I can see the argument from the oversight board’s side — if the guy had swung the ax at the cop as he ran up, this could end in a police shooting. On the other hand, how long do you let the guy wanted for robbery walk around downtown near bystanders waving an ice ax before you use some level of force to stop him? What if he takes a hostage and then someone gets shot? That’s exactly what happened in this case. So every choice means taking a calculated risk, and in the moment, it’s hard to know which is best with any degree of certainty.
Perhaps psychologists, psychiatrists, and social workers really do have the secret sauce for resolving these situations, but I doubt it. I’ve completed Crisis Intervention Team Training for cops taught by mental health experts. That training focused almost entirely on types of mental illness and social service programs but was pretty light on exactly what you say to schizophrenia-meth-guy so he’ll put the knife down. I assume that if the social workers really did know the magic words anybody can use to bring a dangerous confrontation to an end, they’d be sharing.
So how do you get good at talking to and safely detaining delusional people in an uncontrolled, dangerous environment? You practice, because this kind of thing is an art form. And that’s why cops are so good at this — they do it all the time, while social workers and other mental health professionals almost always work in hospitals, group homes, or other controlled environments. When a suicidal person is holding a gun to their own head or a schizophrenic is trying to stab imaginary demons with a knife, the expert you want isn’t a psychiatrist — it’s a hostage negotiator.
If you look at the FBI’s data about hostage negotiation cases above, you’ll see some remarkable stuff: Roughly 96% of hostage negotiator callouts are actually for “emotionally driven situations with no substantive demands” rather than traditional hostage situations like a bank robbery. Of these situations, 72% involved a weapon; 37% involved a handgun. A majority were resolved with negotiation, and the hostages were almost never injured.
****
* Task: Copy out the passage on police and mental health crises word for word, in full.

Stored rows
****
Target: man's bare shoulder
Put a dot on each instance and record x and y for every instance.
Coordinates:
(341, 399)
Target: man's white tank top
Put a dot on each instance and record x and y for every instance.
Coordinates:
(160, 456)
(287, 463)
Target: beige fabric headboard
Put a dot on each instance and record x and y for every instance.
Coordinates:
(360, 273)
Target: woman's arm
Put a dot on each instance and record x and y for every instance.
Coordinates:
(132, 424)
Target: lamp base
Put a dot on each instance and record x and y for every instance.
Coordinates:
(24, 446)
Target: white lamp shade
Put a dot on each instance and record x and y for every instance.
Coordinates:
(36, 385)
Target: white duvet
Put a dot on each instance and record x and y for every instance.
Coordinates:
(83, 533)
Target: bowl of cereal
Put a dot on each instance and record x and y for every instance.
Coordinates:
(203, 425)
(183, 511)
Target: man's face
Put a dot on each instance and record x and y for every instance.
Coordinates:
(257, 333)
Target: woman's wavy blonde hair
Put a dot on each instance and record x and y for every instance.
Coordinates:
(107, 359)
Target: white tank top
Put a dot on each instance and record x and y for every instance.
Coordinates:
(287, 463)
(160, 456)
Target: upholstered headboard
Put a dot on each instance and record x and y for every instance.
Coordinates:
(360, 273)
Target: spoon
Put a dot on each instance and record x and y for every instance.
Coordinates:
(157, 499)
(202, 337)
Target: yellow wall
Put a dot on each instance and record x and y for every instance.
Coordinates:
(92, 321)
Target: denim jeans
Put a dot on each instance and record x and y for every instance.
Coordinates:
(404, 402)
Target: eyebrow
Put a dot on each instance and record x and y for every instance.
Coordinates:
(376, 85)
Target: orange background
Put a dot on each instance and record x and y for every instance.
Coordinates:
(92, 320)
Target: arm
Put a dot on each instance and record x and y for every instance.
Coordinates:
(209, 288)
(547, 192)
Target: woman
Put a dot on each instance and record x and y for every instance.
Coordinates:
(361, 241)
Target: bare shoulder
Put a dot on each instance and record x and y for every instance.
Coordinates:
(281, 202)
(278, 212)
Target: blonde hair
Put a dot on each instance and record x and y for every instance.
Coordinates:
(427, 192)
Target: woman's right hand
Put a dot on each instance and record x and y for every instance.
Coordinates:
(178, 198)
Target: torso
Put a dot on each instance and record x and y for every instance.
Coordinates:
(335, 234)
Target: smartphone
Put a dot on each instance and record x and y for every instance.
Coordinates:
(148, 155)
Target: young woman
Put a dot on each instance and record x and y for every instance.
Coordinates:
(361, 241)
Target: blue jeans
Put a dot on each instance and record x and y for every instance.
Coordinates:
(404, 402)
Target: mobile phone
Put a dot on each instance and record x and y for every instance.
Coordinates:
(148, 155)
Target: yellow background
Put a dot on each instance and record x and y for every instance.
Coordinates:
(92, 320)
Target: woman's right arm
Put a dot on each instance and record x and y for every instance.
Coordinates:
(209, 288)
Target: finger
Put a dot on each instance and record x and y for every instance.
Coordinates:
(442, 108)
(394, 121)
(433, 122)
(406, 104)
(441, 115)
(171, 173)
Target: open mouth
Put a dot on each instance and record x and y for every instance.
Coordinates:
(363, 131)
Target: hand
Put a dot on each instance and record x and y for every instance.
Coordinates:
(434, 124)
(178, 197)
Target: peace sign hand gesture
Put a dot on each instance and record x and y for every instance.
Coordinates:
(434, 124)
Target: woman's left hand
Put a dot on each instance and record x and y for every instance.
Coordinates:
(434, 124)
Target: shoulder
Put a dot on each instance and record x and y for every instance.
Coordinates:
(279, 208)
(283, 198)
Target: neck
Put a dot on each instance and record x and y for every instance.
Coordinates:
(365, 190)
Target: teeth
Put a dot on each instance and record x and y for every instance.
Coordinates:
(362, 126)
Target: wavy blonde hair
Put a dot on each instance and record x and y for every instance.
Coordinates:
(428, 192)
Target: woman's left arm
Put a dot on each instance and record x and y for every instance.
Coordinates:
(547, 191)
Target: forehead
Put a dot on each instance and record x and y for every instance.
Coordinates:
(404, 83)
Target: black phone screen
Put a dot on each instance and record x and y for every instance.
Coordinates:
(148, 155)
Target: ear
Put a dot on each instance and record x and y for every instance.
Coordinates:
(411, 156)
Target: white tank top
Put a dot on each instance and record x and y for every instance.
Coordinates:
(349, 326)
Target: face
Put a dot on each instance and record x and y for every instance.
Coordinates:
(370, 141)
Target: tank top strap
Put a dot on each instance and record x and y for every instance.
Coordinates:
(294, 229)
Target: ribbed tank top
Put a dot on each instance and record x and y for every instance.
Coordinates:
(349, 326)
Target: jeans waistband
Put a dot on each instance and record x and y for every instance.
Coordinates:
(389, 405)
****
* Response area:
I can see the argument from the oversight board’s side — if the guy had swung the ax at the cop as he ran up, this could end in a police shooting. On the other hand, how long do you let the guy wanted for robbery walk around downtown near bystanders waving an ice ax before you use some level of force to stop him? What if he takes a hostage and then someone gets shot? That’s exactly what happened in this case. So every choice means taking a calculated risk, and in the moment, it’s hard to know which is best with any degree of certainty.
Perhaps psychologists, psychiatrists, and social workers really do have the secret sauce for resolving these situations, but I doubt it. I’ve completed Crisis Intervention Team Training for cops taught by mental health experts. That training focused almost entirely on types of mental illness and social service programs but was pretty light on exactly what you say to schizophrenia-meth-guy so he’ll put the knife down. I assume that if the social workers really did know the magic words anybody can use to bring a dangerous confrontation to an end, they’d be sharing.
So how do you get good at talking to and safely detaining delusional people in an uncontrolled, dangerous environment? You practice, because this kind of thing is an art form. And that’s why cops are so good at this — they do it all the time, while social workers and other mental health professionals almost always work in hospitals, group homes, or other controlled environments. When a suicidal person is holding a gun to their own head or a schizophrenic is trying to stab imaginary demons with a knife, the expert you want isn’t a psychiatrist — it’s a hostage negotiator.
If you look at the FBI’s data about hostage negotiation cases above, you’ll see some remarkable stuff: Roughly 96% of hostage negotiator callouts are actually for “emotionally driven situations with no substantive demands” rather than traditional hostage situations like a bank robbery. Of these situations, 72% involved a weapon; 37% involved a handgun. A majority were resolved with negotiation, and the hostages were almost never injured.